__AVAILABLE RECORDS__:

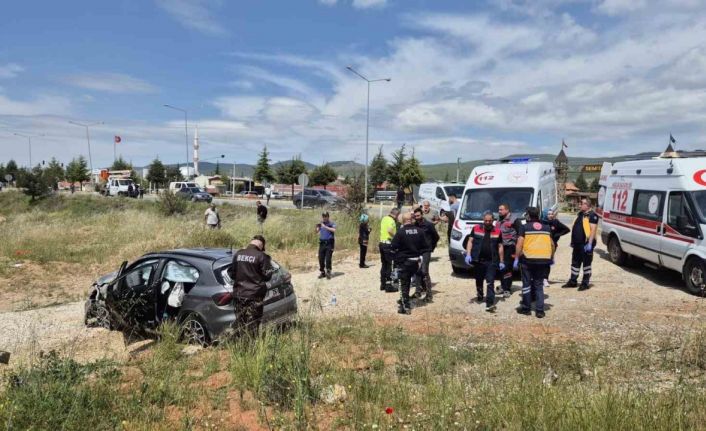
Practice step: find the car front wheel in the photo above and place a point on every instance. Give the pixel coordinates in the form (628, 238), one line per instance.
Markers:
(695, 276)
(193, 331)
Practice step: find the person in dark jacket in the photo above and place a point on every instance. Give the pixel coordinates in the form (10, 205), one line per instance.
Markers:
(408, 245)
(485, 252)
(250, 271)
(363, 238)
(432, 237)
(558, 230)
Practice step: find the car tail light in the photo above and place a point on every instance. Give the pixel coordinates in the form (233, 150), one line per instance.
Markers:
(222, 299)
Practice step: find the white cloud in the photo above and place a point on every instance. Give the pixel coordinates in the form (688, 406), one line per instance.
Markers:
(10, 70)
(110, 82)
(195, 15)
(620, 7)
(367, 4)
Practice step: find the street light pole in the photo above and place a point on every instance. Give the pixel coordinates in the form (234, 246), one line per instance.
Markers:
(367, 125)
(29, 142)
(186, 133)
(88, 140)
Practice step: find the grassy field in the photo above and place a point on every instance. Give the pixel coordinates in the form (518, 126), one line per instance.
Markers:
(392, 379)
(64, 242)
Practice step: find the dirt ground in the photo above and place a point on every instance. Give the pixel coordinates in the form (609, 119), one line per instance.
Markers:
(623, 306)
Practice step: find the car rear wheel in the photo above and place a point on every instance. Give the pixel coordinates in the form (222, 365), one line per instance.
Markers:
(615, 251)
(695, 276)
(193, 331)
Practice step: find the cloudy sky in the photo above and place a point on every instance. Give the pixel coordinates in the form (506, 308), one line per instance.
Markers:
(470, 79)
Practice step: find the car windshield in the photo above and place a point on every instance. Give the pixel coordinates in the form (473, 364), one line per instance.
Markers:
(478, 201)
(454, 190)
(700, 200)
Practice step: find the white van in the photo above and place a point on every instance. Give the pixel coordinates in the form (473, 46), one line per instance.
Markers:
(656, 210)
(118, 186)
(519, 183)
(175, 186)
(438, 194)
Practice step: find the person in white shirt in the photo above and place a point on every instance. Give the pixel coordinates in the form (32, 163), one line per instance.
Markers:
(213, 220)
==
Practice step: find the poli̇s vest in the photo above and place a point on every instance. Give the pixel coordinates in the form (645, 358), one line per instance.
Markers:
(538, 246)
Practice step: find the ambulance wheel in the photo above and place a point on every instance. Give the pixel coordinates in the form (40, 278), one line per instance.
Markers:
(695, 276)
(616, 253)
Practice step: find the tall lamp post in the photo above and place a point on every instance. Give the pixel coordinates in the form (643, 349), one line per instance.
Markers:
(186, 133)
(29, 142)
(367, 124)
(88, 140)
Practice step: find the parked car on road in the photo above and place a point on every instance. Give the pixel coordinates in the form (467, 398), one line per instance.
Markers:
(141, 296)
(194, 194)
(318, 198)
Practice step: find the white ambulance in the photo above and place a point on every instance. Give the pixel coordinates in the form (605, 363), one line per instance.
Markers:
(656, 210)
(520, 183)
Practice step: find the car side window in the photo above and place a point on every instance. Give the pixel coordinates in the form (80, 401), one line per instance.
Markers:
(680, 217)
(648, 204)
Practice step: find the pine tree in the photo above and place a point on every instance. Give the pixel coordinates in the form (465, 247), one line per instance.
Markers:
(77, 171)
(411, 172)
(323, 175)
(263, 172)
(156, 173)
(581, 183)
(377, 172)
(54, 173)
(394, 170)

__ASSIGNMENT__:
Lines containing the word "light": copy every one of them from the records above.

__COMPLETED EXERCISE__:
Practice step: find the car tail light in the photo above and place a point on every instance. Give the pixel coordinates in the form (233, 150), one line per instance.
Practice step: find the street light pole in the photo above and place a point on every instance. Give the pixel coordinates in the form (234, 246), one line per instance.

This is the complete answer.